Text extract
— Start —

Devon Lawsuit—-On September 11, 2009, the Company’s subsidiary, Redwood Energy Production, L.P. (“Redwood”) filed an Original Petition for Declaratory Judgment against Devon Energy Production Company (“Devon”) regarding certain over-riding royalty interests and related revenue amounts claimed by Devon.  In the context of this lawsuit, Devon has asserted a claim for the past due royalties held by Redwood in a suspense account.  The Company previously accrued all amounts owed pursuant to these over-riding royalty interests as royalty owners payable.  On September 30, 2010, we entered into a settlement agreement with Devon related to over-riding royalty interests and related revenue amounts claimed by Devon. Prior to the settlement we had accrued $767,635 as royalties payable to Devon. In connection with the settlement agreement we issued a 5-year non-interest bearing note in the amount of $375,000, (Note 5) and agreed to pay $300,000 on October 1, 2010. We have recorded a gain on the settlement of $182,751 which has been included in other income on our consolidated statement of operations. Of the gain recognized $90,116 relates to imputed interest which will be recognized as expense over the term of the note.

 

11.          SUBSEQUENT EVENTS

 

The Company has evaluated subsequent events through the date on which these financial statements were initially filed.

 

In January 2011, we entered into a sublease agreement whereby a portion of the Company’s principal executive offices have been leased to a third party. The terms of the sublease agreement indicate a seventy-five month term cancelable by either party with ninety days written notice after December 31, 2011.  The Company will recoup approximately 50% of the base rental obligation on its principal executive offices through the sublease agreement.

— End —

Records supplied

— Start —

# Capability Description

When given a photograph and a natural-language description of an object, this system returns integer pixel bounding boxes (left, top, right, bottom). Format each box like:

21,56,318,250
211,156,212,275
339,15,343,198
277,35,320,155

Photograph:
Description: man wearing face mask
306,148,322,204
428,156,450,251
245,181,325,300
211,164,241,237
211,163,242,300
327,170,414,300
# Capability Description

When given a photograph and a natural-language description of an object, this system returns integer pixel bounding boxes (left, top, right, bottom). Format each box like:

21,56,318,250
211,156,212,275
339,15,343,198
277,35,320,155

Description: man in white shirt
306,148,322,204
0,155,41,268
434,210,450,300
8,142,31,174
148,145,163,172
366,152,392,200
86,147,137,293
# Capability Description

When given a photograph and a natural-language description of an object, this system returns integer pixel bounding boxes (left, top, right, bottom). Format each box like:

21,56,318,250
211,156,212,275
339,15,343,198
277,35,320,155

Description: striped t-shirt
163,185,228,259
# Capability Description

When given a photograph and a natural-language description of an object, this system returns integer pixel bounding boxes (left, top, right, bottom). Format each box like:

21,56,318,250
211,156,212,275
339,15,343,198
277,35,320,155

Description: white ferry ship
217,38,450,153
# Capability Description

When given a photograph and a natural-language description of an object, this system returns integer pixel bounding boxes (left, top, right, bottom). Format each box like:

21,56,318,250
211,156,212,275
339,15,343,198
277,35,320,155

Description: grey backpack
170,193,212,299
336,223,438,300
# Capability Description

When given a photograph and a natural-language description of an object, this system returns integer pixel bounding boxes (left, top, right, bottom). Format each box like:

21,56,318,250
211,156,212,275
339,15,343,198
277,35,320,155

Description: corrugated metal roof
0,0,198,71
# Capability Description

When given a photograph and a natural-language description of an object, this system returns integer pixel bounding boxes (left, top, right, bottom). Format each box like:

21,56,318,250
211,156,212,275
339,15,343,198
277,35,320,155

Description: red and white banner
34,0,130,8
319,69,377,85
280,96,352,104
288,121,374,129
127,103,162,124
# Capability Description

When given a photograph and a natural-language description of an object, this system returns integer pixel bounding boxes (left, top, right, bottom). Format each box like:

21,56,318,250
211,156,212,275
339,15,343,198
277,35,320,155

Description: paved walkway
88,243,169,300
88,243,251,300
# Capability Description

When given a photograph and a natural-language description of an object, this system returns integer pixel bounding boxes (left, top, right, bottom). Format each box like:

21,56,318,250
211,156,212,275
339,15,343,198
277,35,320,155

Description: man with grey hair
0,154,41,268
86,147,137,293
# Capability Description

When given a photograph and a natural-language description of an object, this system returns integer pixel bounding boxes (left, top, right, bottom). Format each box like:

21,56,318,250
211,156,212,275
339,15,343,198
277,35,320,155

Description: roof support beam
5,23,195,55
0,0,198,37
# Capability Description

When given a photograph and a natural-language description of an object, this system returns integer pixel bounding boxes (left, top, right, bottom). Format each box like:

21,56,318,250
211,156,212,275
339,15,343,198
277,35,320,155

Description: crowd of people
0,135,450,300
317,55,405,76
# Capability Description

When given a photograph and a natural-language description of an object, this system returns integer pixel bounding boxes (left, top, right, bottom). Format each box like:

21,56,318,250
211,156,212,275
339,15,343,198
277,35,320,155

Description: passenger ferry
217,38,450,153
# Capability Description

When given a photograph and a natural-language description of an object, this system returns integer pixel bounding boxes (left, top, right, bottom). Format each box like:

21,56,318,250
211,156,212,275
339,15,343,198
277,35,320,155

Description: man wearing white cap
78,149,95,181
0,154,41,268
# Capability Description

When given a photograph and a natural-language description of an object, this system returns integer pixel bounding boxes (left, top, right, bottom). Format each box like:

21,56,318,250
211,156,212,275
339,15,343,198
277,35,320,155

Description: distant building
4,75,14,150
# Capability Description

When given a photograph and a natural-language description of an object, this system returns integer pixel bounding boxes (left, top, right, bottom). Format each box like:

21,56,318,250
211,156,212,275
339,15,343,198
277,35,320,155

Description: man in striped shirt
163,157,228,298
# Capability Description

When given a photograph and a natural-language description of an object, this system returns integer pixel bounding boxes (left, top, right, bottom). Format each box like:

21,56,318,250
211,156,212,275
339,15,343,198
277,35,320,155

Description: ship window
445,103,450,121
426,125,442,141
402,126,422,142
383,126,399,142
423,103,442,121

— End —

Short exercise A
Can you rewrite the paragraph of the filing excerpt that begins "In January 2011, we entered into a sublease agreement" as a short list that keeps its main facts?
Short exercise B
Does the filing excerpt agree with each statement below? For each, answer yes or no and quote the deciding words.
(i) Redwood filed its petition against Devon on September 11, 2009.
(ii) The note issued under the settlement agreement bears interest.
(iii) The gain on the settlement was included in other income.

Task output A
- In January 2011, the Company signed a sublease agreement leasing part of its principal executive offices to a third party.
- The sublease runs for seventy-five months.
- After December 31, 2011, either party may cancel it with ninety days' written notice.
- Through the sublease, the Company will recoup about 50% of the base rental obligation on those offices.

Task output B
(i) Yes: "On September 11, 2009" Redwood "filed an Original Petition for Declaratory Judgment against Devon Energy Production Company."
(ii) No: "we issued a 5-year non-interest bearing note in the amount of $375,000."
(iii) Yes: "which has been included in other income on our consolidated statement of operations."